**WHAT YOU SHOULD DO:** Return every one of the records below verbatim, omitting the pictures.

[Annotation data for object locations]
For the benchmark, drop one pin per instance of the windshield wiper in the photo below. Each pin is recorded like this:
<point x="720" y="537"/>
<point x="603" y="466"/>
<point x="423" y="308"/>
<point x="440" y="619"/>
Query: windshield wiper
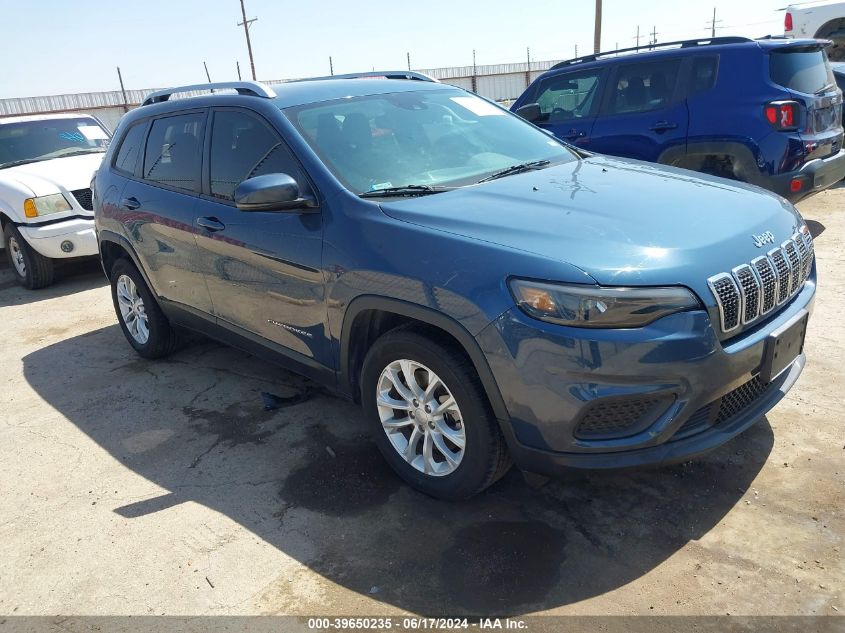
<point x="405" y="190"/>
<point x="515" y="169"/>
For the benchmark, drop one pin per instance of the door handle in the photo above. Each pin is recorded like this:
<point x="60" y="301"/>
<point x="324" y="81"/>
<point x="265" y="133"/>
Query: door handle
<point x="210" y="224"/>
<point x="130" y="204"/>
<point x="662" y="126"/>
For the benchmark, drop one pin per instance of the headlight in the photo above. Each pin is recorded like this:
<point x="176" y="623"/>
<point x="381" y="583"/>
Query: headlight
<point x="45" y="205"/>
<point x="597" y="307"/>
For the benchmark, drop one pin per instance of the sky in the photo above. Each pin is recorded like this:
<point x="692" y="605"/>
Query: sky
<point x="63" y="46"/>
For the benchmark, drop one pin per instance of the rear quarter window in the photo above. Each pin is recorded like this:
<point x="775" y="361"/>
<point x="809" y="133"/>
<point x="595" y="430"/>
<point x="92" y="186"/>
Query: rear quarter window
<point x="801" y="71"/>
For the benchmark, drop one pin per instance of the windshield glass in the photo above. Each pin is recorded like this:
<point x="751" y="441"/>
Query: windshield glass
<point x="427" y="137"/>
<point x="802" y="71"/>
<point x="30" y="141"/>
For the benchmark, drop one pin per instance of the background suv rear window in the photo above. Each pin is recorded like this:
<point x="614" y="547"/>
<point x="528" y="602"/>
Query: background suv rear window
<point x="801" y="71"/>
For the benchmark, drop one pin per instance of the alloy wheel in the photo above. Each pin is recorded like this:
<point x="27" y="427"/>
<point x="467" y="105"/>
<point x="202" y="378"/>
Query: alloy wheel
<point x="132" y="309"/>
<point x="421" y="418"/>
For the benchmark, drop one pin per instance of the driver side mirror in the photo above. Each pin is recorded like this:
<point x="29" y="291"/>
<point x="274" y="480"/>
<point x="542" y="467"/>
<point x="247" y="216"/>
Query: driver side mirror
<point x="273" y="192"/>
<point x="529" y="112"/>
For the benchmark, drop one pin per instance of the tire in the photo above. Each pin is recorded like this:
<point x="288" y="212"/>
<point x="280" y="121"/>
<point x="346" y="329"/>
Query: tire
<point x="32" y="270"/>
<point x="481" y="461"/>
<point x="144" y="326"/>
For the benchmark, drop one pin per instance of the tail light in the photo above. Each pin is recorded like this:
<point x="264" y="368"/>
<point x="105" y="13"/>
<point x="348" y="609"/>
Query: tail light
<point x="782" y="115"/>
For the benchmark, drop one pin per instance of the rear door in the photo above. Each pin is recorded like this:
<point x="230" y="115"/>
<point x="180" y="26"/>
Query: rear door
<point x="159" y="207"/>
<point x="263" y="268"/>
<point x="644" y="112"/>
<point x="568" y="104"/>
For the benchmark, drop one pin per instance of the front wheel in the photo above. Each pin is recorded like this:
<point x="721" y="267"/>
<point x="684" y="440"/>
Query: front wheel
<point x="32" y="270"/>
<point x="141" y="319"/>
<point x="430" y="416"/>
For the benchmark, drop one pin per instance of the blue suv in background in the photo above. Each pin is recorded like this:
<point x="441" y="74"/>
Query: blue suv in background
<point x="766" y="111"/>
<point x="486" y="292"/>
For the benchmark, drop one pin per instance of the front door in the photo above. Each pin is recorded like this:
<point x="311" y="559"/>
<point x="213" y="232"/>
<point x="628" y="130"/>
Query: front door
<point x="644" y="113"/>
<point x="568" y="104"/>
<point x="263" y="268"/>
<point x="159" y="208"/>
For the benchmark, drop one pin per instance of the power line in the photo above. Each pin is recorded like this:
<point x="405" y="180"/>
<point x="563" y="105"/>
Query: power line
<point x="713" y="22"/>
<point x="246" y="23"/>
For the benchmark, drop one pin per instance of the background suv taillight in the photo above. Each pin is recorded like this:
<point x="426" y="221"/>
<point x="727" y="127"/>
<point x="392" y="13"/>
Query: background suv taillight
<point x="782" y="115"/>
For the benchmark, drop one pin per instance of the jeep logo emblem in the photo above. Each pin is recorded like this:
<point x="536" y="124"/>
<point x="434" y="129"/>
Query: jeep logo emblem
<point x="764" y="238"/>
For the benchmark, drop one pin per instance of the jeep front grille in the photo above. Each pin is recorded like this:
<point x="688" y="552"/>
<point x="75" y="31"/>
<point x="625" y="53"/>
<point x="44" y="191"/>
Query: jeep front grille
<point x="751" y="291"/>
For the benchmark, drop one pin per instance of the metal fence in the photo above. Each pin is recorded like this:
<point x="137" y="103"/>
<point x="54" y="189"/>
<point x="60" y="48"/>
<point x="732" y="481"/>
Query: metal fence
<point x="500" y="82"/>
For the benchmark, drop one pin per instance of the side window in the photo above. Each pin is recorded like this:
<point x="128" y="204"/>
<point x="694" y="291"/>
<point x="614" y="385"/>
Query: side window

**CORRECT RESPONSE:**
For the benchmark, drop one pin per instance of the windshield wiper in the photo below. Each pin is recorded like this:
<point x="720" y="537"/>
<point x="603" y="466"/>
<point x="423" y="308"/>
<point x="440" y="619"/>
Query: windshield wiper
<point x="405" y="190"/>
<point x="515" y="169"/>
For the benchmark, drop one pin per instance of the door handle in the photo above. Each pin is recorded like this:
<point x="60" y="301"/>
<point x="324" y="81"/>
<point x="265" y="133"/>
Query: door handle
<point x="210" y="224"/>
<point x="130" y="204"/>
<point x="662" y="126"/>
For the benchmark, drop one pin per instance of the headlight in the photo above. Each pin is recorded like this:
<point x="176" y="623"/>
<point x="381" y="583"/>
Query: headlight
<point x="45" y="205"/>
<point x="597" y="307"/>
For the benchmark, drop one pin per instance of the sky in the photo above. Each pin is recorded like this:
<point x="692" y="605"/>
Query: sky
<point x="63" y="46"/>
For the benchmark, drop one pin per instance of the rear quarter window in the photo above. Each pin is recorded like this:
<point x="775" y="361"/>
<point x="809" y="133"/>
<point x="595" y="430"/>
<point x="92" y="186"/>
Query: rear quarter window
<point x="801" y="71"/>
For the benchmark, drop one pin per instance of the windshield glass in the photo above. Each pin is recorded like this:
<point x="751" y="441"/>
Query: windshield glass
<point x="427" y="137"/>
<point x="802" y="71"/>
<point x="30" y="141"/>
For the benchmark, drop one pin per instance of the background suv rear window in the photo above. Each pin is recorded like this:
<point x="614" y="547"/>
<point x="528" y="602"/>
Query: background suv rear window
<point x="801" y="71"/>
For the benchmark, drop one pin per instance of the alloy wheel in the photo above. Each pin is recorded like this:
<point x="27" y="427"/>
<point x="467" y="105"/>
<point x="202" y="378"/>
Query: alloy wheel
<point x="132" y="309"/>
<point x="421" y="418"/>
For the benchmark, drop one pin per instance of the driver side mirror in the photo above. Each pin is recorded like this:
<point x="29" y="291"/>
<point x="274" y="480"/>
<point x="542" y="467"/>
<point x="247" y="216"/>
Query: driver side mirror
<point x="273" y="192"/>
<point x="529" y="112"/>
For the benchmark, drop one pin per instance of the tire in the photo above. Each pin is recorded like this:
<point x="288" y="212"/>
<point x="280" y="121"/>
<point x="346" y="329"/>
Query: tire
<point x="32" y="270"/>
<point x="481" y="461"/>
<point x="144" y="326"/>
For the benchmark, drop one pin per instance of the tail light in the photo above. Each pin is recorded like this:
<point x="264" y="368"/>
<point x="105" y="13"/>
<point x="348" y="609"/>
Query: tail light
<point x="782" y="115"/>
For the benchmark, drop one pin per instance of the rear door in the photo above. Each pin is recorded like this:
<point x="230" y="115"/>
<point x="180" y="26"/>
Query: rear door
<point x="159" y="207"/>
<point x="263" y="268"/>
<point x="644" y="112"/>
<point x="568" y="104"/>
For the benchmark, drop one pin per instance of the front wheel in the photo above. Each pin is recorded like this:
<point x="721" y="267"/>
<point x="684" y="440"/>
Query: front wheel
<point x="32" y="270"/>
<point x="141" y="319"/>
<point x="430" y="416"/>
For the benchmark, drop one pin per instance of the blue suv in background in the photo above. Each pin is recorded like this:
<point x="441" y="74"/>
Query: blue suv in background
<point x="766" y="111"/>
<point x="486" y="292"/>
For the benchmark, drop one pin per instance of the front door in the photo above. Each pin is recorded like this:
<point x="311" y="559"/>
<point x="213" y="232"/>
<point x="628" y="130"/>
Query: front door
<point x="644" y="113"/>
<point x="568" y="104"/>
<point x="263" y="268"/>
<point x="159" y="208"/>
For the benchmark, drop one pin per instance of the power line in the photo above. Each pin is recorded like this:
<point x="405" y="180"/>
<point x="563" y="105"/>
Query: power line
<point x="713" y="22"/>
<point x="246" y="23"/>
For the benchmark, drop one pin per instance of the background suv taillight in the photo above. Each pin is recorded like this:
<point x="426" y="221"/>
<point x="727" y="127"/>
<point x="392" y="13"/>
Query: background suv taillight
<point x="782" y="115"/>
For the benchmark, drop one pin per instance of the jeep logo emblem in the photo above. Each pin is recorded like this:
<point x="536" y="124"/>
<point x="434" y="129"/>
Query: jeep logo emblem
<point x="764" y="238"/>
For the benchmark, drop one pin per instance of the jeep front grille in the photo above. Each pin is recorded like this:
<point x="688" y="552"/>
<point x="75" y="31"/>
<point x="625" y="53"/>
<point x="44" y="191"/>
Query: jeep front grille
<point x="751" y="291"/>
For the benchmark, drop one pin per instance of the metal fence in the photo above. Each pin is recorded like this:
<point x="137" y="103"/>
<point x="54" y="189"/>
<point x="60" y="48"/>
<point x="732" y="481"/>
Query: metal fence
<point x="500" y="82"/>
For the benchmark, drop one pin per instance of the side window in the photo above. Each pin is recorded like this:
<point x="128" y="204"/>
<point x="694" y="291"/>
<point x="614" y="385"/>
Query: side window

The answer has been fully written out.